··· Passage provided

# going to buy a minimill...



## Rothrandir (May 22, 2005)

i've been wanting one for a long time, and i've finally decided to go ahead and get one.

i'm having a hard time making up my mind on which mill i want, and what acessories i need for it.
i've decided that i need:
endmills (of various types)
parallels
vise
clamping kit
rotary table
collets
but the main problem i'm having is deciding on which brand of each to get, and where to get it.  with so many suppliers and brands out there, deciding which one is kind of frustrating.
is there anything from the above list i've missed?

i've been doing the lathe thing for quite a while now, but i'm still pretty new to mills, and a little bit of help getting started would be much appreciated /ubbthreads/images/graemlins/help.gif


----------



## gadget_lover (May 22, 2005)

Congrats Roth. Glad to see another succumb to the dark side.

There is a mini mill discussion group at http://groups.yahoo.com/group/mini-mill/ where they discuss the differences.

You will often find the mills are almost identical except for minor details. One might use and R-8 taper for the spindle while another uses mt2 or mt3. If you use MT3 taper collets in your lathe, you might want to consider a mill that can use the same parts. On the other hand, that might limit your choices un-necessarily.

Part of my decision to buy the micro mill was that I could use the MT-2 collets and end mill holders I'd already bought for my lathe tail stock. You may find R-8 taper tools and holders are easier to locate.

In addition to the above list, you might add a collet holder, indexing jig, sine bars and tilting vice. V blocks are handy when hold down round parts.

One or more book on machining is a great idea. The concepts behind cutting metal are not always obvious or intuitive.

You'll need chip brushes, a light, test indicators, magnetic indicator stands, and set-up marking dyes. I've dedicated a couple electronic calipers to the mill and a couple to the lathe.

I create 3 times as much mess with the mill as I do with the lathe. I frequently try to control the mess by holding the vacuum cleaner hose next to the cutter. Even so, an astroturf style mat at the door leading into the house helps stop the swarf that gets tracked about.

Daniel


----------



## Rothrandir (May 22, 2005)

i've got most of the measuring tools already, being a professional machinist by trade (i set up, program, and operate mazak lathes at a local machine shop), and have had a minilathe for a few years now.
i'm pretty familiar with cutting metal, the main problem i'm having right now is just figuring out what brands and types work best in the mini-mill world.
as with anything else, you can get a tool that does something for $200, or you can buy one for $50 somewhere else. i'm hoping to maybe learn from some of the mistakes you minimill owners have made about what to get and what not to get.

are there any specific brands and models of accessories and tools you could recommend?


----------



## gadget_lover (May 22, 2005)

All I can contribute is what I've read from reading 11060 messages in the mini-lathe yahoo group and my personal experience with the HF micro mill.

It seems all the $700 and lower mini mills are fairly well made. Most people really like the variable speed control that you get with the Grizzly and HF models. All of them require that you clean and possibly lap the dovetails or gibs. The Grizzley has the reputation for better pre delivery inspection. It seems that it's necessary to check each one carefully before signing for the delivery and before using it. You will find loose screws and things, so the common suggestion is to re-tighten and adjust before using.

······
··· Records shown

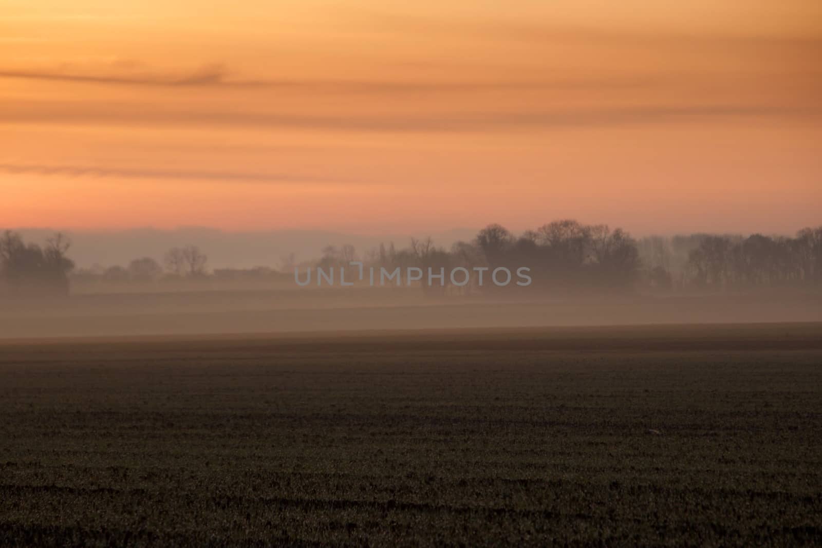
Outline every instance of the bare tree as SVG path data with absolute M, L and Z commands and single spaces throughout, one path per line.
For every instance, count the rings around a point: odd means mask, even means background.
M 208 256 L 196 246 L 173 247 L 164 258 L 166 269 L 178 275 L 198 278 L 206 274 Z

······
··· Records shown

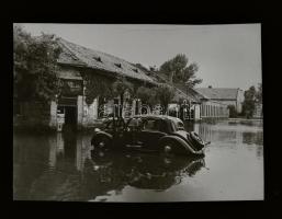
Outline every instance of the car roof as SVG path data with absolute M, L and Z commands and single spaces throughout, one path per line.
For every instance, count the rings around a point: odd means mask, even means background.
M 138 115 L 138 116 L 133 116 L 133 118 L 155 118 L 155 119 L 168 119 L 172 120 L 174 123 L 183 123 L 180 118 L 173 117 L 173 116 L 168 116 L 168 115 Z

······
··· Records shown

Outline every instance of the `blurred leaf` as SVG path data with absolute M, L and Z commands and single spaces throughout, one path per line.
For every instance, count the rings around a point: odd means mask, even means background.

······

> [Your task] Reproduce the part of the minimill thread starting at "is there anything" and ending at "the dark side.". The entries come from a separate source, not from the minimill thread.

> [Full output]
is there anything from the above list i've missed?

i've been doing the lathe thing for quite a while now, but i'm still pretty new to mills, and a little bit of help getting started would be much appreciated /ubbthreads/images/graemlins/help.gif


----------



## gadget_lover (May 22, 2005)

Congrats Roth. Glad to see another succumb to the dark side.